Victoria Fellowship Church
International & Interdenominational
Bible Study Worksheet – November 27, 2016
Theme: A Call to Christian Commitment – 1 & 2 Timothy
Topic: Bless The Lord O My Soul
Main Texts: Psalm 103:1-22
Key Verse: Psalm 103:1: “Praise the LORD, my soul; all my inmost being, praise his holy name.” (NIV)
Last Sunday, we discussed what it means to “Follow After Righteousness: Flee Youthful Lusts” – a meditation on 2 Timothy 2. Our key learning from that study include:
- The Christian must have absolute clarity on the essential gospel and hold on to it as non-negotiable, and must resist pressures from the world or the environment to water it down to make it more “acceptable”.
- The Holy Spirit ministers to Christians in various ways, and may give us different perspectives of the same issues. So long as such points are not fundamental to the core gospel, we must not allow the differences to cause divisions in the body of Christ.

GOAL OF THE EXERCISE: Which passage does the Bible study worksheet give as its main texts? The listing after this point is separate material, unrelated to the Bible study worksheet.

SOURCE MATERIAL:
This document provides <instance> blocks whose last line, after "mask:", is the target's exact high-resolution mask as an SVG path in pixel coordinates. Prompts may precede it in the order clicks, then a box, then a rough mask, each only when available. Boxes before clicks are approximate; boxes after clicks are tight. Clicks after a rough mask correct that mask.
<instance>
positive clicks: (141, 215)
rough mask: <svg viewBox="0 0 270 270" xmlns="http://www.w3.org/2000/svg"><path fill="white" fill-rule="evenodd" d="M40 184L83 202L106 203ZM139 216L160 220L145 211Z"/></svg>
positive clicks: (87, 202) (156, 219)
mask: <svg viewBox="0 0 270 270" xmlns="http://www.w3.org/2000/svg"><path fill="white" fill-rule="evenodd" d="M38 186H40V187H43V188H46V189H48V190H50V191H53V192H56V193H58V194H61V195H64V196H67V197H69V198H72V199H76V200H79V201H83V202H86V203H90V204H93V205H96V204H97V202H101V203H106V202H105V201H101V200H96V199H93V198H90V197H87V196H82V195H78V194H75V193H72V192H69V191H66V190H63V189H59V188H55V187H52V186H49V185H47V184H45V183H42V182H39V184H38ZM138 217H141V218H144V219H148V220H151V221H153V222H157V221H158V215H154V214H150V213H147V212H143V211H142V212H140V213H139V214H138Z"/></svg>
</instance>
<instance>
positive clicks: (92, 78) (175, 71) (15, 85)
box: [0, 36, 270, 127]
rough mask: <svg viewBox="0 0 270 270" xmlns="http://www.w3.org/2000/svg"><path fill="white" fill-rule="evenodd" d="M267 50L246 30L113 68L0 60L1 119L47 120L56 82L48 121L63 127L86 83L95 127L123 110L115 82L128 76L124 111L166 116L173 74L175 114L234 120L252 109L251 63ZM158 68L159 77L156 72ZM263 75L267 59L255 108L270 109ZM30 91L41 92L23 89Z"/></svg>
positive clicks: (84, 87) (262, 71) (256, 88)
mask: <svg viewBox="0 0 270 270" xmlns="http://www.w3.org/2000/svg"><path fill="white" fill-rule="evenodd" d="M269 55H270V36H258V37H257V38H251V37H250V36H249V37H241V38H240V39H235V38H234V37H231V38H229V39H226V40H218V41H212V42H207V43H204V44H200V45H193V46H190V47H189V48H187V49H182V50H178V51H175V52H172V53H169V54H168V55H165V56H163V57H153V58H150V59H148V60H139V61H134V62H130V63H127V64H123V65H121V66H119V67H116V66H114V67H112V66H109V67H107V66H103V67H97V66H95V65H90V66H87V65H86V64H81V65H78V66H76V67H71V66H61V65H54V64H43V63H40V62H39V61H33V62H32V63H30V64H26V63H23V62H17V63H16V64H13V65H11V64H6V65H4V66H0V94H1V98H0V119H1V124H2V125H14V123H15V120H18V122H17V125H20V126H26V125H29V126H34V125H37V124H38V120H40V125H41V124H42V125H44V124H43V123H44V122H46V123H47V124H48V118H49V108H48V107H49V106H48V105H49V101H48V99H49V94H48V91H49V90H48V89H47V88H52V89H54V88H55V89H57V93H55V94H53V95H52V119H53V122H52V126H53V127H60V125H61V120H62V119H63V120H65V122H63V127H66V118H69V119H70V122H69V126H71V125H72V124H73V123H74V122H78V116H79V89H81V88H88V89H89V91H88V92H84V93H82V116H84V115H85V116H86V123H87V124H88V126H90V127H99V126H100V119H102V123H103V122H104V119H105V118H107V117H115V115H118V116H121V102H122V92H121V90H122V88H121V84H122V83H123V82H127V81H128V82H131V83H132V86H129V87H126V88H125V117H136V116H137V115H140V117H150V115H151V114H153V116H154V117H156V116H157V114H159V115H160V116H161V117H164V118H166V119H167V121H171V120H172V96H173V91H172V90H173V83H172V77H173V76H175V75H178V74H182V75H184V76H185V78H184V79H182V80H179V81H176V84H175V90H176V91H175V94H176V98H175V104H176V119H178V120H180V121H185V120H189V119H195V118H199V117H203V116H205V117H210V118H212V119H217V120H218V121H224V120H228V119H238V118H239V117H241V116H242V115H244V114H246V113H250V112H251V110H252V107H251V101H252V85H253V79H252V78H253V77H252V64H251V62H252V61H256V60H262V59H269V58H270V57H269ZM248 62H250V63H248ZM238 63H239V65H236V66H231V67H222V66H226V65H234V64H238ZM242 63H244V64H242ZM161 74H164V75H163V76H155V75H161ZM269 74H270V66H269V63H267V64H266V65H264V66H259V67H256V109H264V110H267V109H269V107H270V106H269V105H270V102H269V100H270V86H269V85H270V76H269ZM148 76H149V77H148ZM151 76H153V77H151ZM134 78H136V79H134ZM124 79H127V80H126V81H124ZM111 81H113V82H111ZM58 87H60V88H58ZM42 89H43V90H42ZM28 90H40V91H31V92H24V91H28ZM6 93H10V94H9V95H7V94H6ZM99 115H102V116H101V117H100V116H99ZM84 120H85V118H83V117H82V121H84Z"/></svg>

WRITTEN ANSWER: Psalm 103:1-22